▸ **TASK OBJECTIVE**: It would help if you retyped the data exactly, leaving out the pictures.

▸ **PROVIDED MATERIAL**:
<<<<

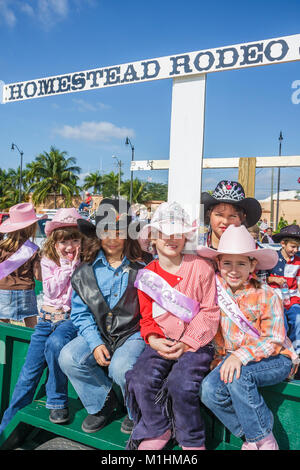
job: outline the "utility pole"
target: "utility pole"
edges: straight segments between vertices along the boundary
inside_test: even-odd
[[[112,158],[115,158],[115,159],[116,159],[117,165],[118,165],[118,168],[119,168],[119,174],[118,174],[118,197],[120,197],[122,162],[121,162],[121,160],[119,160],[115,155],[113,155]]]
[[[281,157],[281,142],[283,141],[282,131],[279,134],[279,156]],[[277,206],[276,206],[276,229],[278,227],[278,214],[279,214],[279,191],[280,191],[280,166],[278,167],[278,179],[277,179]]]
[[[20,157],[21,157],[21,162],[20,162],[20,183],[19,183],[19,203],[22,201],[22,166],[23,166],[23,155],[24,152],[19,149],[19,147],[12,143],[11,144],[11,150],[15,150],[15,148],[18,150]]]
[[[134,161],[134,146],[132,145],[130,139],[126,137],[125,145],[130,145],[131,147],[131,163]],[[133,171],[130,171],[130,195],[129,195],[129,203],[132,204],[132,188],[133,188]]]
[[[271,206],[270,206],[270,226],[274,230],[274,199],[273,199],[273,184],[274,184],[274,168],[271,173]]]

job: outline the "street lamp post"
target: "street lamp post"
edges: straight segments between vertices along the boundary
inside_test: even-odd
[[[113,155],[112,158],[115,158],[115,159],[116,159],[117,165],[118,165],[118,167],[119,167],[119,175],[118,175],[118,197],[120,197],[122,162],[121,162],[121,160],[119,160],[115,155]]]
[[[22,199],[22,166],[23,166],[23,155],[24,155],[24,153],[22,152],[22,150],[19,149],[19,147],[16,144],[11,144],[11,150],[15,150],[15,148],[18,150],[18,152],[21,156],[20,185],[19,185],[19,202],[21,202],[21,199]]]
[[[131,162],[133,162],[134,161],[134,146],[132,145],[128,137],[126,137],[125,145],[130,145],[131,147]],[[130,194],[129,194],[130,205],[132,204],[132,187],[133,187],[133,171],[131,169],[130,170]]]
[[[278,140],[279,140],[279,156],[281,157],[281,142],[283,141],[282,131],[280,131]],[[276,229],[278,228],[279,191],[280,191],[280,166],[278,167],[278,180],[277,180]]]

>>>>

▸ **TASK ANSWER**:
job: outline the "utility pole"
target: "utility pole"
edges: straight segments between vertices along the boundary
inside_test: even-odd
[[[112,158],[115,158],[115,159],[116,159],[117,165],[118,165],[118,168],[119,168],[119,174],[118,174],[118,197],[120,197],[122,162],[121,162],[121,160],[119,160],[115,155],[113,155]]]
[[[281,157],[281,142],[283,141],[282,131],[279,134],[279,156]],[[277,206],[276,206],[276,229],[278,227],[278,214],[279,214],[279,191],[280,191],[280,166],[278,167],[278,179],[277,179]]]
[[[20,157],[21,157],[21,162],[20,162],[20,183],[19,183],[19,203],[22,201],[22,166],[23,166],[23,155],[24,152],[19,149],[19,147],[12,143],[11,144],[11,150],[15,150],[15,148],[18,150]]]
[[[134,161],[134,146],[132,145],[130,139],[126,137],[125,145],[130,145],[131,147],[131,163]],[[133,171],[130,171],[130,195],[129,195],[129,203],[132,204],[132,188],[133,188]]]
[[[271,206],[270,206],[270,226],[274,230],[274,199],[273,199],[273,184],[274,184],[274,168],[271,173]]]

job: outline the "street lamp post"
target: "street lamp post"
edges: straight segments between vertices along the boundary
inside_test: even-odd
[[[113,155],[112,158],[115,158],[115,159],[116,159],[117,165],[118,165],[118,167],[119,167],[119,175],[118,175],[118,197],[120,197],[122,162],[121,162],[121,160],[119,160],[115,155]]]
[[[22,199],[22,166],[23,166],[23,155],[24,155],[24,153],[22,152],[22,150],[19,149],[19,147],[16,144],[11,144],[11,150],[15,150],[15,148],[18,150],[18,152],[21,156],[20,185],[19,185],[19,202],[21,202],[21,199]]]
[[[131,162],[133,162],[134,161],[134,146],[132,145],[128,137],[126,137],[125,145],[130,145],[131,147]],[[130,194],[129,194],[130,205],[132,204],[132,187],[133,187],[133,171],[131,169],[130,170]]]
[[[278,140],[279,140],[279,156],[281,157],[281,142],[283,141],[282,131],[280,131]],[[276,229],[278,228],[279,191],[280,191],[280,166],[278,167],[278,180],[277,180]]]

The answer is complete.